▶ **TASK GOAL**: Transcribe exactly the line containing "the lapel badge" and each line after it, through the end of the entries, with nothing before or after.

-- DATA LISTING follows --

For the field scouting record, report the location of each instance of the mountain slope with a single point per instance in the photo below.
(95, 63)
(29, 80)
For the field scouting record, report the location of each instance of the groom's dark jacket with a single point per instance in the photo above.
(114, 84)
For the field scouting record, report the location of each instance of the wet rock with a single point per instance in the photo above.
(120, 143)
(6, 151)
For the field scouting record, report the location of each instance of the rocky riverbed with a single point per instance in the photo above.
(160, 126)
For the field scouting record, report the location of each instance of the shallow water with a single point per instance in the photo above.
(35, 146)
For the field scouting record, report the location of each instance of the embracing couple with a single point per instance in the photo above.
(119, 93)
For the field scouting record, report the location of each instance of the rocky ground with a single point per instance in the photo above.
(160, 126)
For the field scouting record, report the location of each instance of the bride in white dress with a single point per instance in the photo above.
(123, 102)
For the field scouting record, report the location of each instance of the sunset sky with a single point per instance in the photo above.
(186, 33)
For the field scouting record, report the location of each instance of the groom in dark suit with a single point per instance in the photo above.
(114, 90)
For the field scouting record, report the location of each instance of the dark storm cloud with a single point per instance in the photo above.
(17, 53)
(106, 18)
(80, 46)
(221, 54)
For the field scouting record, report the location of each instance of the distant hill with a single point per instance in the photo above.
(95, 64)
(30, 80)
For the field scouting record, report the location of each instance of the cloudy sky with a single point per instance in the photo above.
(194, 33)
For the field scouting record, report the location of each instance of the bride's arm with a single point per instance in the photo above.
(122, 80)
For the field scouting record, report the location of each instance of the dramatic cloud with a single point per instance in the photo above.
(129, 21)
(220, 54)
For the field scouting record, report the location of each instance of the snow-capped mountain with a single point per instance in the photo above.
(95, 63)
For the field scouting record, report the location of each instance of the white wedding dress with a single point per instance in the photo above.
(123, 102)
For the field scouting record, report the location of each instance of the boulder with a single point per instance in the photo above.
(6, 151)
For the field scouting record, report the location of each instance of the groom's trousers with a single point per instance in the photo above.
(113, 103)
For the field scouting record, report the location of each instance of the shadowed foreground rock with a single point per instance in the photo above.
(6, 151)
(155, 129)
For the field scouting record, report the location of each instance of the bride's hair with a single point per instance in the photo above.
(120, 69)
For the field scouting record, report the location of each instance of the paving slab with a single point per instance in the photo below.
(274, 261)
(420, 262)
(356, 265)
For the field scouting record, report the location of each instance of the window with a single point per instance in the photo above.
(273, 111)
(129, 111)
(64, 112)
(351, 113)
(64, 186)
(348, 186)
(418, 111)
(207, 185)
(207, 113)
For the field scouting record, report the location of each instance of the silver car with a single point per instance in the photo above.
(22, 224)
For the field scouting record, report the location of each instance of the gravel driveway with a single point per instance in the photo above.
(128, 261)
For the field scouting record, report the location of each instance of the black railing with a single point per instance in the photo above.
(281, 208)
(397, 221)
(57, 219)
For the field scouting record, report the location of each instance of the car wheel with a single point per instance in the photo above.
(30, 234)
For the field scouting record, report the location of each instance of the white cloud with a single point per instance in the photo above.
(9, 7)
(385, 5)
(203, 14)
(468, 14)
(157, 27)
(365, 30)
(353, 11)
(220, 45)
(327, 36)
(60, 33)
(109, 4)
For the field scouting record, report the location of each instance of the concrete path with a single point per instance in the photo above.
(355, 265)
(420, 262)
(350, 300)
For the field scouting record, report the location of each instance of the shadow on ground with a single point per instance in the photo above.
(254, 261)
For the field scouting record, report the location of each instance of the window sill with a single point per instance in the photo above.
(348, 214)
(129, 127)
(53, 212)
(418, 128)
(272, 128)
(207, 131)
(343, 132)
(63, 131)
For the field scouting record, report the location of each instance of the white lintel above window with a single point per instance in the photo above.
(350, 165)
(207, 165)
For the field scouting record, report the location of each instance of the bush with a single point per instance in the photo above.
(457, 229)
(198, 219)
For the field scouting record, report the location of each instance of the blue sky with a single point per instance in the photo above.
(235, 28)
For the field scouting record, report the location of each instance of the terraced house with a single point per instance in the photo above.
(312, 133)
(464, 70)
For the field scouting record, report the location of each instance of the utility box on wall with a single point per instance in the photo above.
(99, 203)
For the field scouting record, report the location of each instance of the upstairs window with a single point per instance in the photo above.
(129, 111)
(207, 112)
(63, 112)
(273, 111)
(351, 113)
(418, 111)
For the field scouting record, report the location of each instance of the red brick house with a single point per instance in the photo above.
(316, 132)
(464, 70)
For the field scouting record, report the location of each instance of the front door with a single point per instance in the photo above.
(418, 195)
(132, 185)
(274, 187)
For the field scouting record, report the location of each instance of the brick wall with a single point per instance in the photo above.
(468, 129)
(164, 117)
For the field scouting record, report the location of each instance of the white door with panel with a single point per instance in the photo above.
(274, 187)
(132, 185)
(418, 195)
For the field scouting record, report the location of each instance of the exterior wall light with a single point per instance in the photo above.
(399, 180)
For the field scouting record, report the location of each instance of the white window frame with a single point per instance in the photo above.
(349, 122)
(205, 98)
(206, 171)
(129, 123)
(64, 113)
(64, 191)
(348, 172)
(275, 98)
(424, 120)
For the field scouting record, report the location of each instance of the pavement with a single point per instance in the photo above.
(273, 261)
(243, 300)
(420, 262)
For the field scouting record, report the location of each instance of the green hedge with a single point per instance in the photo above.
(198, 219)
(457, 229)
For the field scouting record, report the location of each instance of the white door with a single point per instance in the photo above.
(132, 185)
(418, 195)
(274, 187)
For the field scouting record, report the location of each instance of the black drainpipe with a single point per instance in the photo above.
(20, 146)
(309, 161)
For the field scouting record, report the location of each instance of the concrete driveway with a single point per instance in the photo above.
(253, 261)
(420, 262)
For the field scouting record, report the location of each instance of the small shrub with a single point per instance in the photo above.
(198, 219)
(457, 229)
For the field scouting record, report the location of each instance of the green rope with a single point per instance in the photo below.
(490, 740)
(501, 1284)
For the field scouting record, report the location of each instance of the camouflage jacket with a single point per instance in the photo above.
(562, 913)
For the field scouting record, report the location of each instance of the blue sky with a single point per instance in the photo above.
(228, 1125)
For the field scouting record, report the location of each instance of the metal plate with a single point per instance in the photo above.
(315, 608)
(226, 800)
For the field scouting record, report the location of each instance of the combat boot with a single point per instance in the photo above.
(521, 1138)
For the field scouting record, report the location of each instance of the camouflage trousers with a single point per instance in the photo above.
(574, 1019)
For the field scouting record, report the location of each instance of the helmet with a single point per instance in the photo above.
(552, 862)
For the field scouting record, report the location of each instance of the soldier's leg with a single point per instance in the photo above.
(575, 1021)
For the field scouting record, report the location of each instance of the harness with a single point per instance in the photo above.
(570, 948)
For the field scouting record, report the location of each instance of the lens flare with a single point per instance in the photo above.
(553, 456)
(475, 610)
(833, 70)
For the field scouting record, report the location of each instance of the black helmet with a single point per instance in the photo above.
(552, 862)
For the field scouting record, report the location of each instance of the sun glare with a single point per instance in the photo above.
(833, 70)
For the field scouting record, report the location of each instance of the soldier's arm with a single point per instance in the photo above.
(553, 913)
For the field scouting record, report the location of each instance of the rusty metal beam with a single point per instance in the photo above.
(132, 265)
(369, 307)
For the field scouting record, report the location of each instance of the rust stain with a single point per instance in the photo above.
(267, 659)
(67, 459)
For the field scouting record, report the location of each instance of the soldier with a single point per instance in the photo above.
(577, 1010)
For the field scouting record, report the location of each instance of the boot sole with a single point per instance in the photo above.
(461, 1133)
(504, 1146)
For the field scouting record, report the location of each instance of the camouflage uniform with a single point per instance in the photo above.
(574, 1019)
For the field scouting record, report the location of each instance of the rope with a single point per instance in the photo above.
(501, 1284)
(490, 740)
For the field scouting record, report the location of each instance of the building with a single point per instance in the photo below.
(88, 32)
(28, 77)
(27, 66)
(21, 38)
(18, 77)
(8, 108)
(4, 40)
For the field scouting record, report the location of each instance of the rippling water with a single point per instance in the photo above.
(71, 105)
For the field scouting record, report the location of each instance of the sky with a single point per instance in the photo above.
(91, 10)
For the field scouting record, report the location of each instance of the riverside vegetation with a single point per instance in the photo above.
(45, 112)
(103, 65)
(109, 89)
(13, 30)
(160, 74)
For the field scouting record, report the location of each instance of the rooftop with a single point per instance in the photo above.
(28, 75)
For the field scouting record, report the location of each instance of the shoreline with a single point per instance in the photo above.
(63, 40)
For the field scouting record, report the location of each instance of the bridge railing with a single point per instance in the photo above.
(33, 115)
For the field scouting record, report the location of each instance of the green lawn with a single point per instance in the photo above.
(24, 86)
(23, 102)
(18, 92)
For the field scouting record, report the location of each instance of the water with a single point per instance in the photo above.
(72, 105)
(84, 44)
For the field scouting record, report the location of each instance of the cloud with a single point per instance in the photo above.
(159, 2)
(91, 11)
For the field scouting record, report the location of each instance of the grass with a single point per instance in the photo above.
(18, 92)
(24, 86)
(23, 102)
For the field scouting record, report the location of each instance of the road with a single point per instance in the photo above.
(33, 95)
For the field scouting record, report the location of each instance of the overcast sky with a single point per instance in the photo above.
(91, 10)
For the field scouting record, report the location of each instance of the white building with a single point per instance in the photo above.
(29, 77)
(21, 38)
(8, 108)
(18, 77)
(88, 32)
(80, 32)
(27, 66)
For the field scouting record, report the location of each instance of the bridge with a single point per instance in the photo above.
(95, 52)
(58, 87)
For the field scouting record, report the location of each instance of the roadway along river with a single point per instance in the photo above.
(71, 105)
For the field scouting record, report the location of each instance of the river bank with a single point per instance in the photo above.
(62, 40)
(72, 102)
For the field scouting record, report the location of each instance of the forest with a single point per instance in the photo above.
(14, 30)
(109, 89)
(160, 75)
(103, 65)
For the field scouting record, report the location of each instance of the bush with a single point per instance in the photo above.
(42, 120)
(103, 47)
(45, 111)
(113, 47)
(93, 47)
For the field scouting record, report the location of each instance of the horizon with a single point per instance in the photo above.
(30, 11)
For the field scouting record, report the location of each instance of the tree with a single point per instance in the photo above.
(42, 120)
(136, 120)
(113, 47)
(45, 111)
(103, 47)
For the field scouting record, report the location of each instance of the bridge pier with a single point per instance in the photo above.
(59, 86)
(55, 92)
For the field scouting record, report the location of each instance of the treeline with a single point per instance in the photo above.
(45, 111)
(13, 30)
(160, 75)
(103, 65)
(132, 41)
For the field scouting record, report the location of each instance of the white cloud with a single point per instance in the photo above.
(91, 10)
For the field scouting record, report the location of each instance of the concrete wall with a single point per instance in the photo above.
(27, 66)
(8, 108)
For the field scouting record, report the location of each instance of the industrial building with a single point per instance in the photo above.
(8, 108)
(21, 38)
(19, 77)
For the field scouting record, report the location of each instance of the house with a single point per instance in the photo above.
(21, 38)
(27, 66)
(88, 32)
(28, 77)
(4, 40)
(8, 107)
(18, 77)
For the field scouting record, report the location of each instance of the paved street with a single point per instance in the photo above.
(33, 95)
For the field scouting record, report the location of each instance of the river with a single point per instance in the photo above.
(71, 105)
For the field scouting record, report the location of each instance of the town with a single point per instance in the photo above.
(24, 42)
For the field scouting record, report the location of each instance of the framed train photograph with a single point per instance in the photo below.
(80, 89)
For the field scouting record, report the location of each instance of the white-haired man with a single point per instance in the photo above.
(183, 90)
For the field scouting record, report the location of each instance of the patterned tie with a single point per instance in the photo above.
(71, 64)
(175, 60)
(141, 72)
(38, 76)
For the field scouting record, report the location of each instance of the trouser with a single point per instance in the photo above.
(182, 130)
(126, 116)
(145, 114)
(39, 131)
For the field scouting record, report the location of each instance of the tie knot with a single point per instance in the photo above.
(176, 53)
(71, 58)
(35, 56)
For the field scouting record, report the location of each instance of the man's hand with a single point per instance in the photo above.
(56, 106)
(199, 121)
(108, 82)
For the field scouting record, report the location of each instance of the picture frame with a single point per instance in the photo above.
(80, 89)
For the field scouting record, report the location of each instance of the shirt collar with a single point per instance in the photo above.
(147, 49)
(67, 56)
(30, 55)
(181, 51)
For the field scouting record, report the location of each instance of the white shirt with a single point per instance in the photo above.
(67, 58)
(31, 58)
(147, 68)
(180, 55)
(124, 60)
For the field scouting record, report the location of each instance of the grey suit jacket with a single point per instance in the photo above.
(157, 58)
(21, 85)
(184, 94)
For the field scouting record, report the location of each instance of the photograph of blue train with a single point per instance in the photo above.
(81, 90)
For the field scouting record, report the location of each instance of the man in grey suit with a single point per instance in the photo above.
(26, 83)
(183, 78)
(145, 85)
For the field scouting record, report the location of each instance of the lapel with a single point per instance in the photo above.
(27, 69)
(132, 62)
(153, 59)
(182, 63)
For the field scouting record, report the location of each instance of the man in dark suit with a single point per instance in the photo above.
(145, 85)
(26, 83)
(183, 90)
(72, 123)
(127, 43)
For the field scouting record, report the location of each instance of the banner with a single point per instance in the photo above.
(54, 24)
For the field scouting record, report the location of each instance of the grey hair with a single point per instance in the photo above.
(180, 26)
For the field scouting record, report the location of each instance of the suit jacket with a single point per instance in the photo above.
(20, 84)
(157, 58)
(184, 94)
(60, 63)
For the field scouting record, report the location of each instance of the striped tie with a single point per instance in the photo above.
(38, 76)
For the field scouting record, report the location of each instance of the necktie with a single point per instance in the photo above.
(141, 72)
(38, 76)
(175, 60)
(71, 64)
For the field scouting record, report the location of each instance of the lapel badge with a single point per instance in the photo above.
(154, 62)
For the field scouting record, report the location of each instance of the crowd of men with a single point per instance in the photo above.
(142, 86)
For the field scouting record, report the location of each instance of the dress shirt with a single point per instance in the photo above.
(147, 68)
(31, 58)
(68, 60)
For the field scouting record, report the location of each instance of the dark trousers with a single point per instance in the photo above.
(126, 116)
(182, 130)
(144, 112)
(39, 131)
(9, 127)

-- DATA LISTING concluded --

▶ **EXERCISE SOLUTION**:
For the field scouting record, report the location of each instance of the lapel badge with a single point per instance in the photo above.
(154, 62)
For the field scouting record, report the location of each instance of the crowd of men with a single point per instance in the photo above.
(142, 86)
For the field scouting record, report the location of each instance of the dress shirt with a single point per instance in the photo above.
(147, 68)
(31, 58)
(68, 60)
For the field scouting record, report the location of each instance of the dark trousers with a single point per instance in the photo above.
(126, 116)
(182, 130)
(144, 112)
(39, 131)
(9, 127)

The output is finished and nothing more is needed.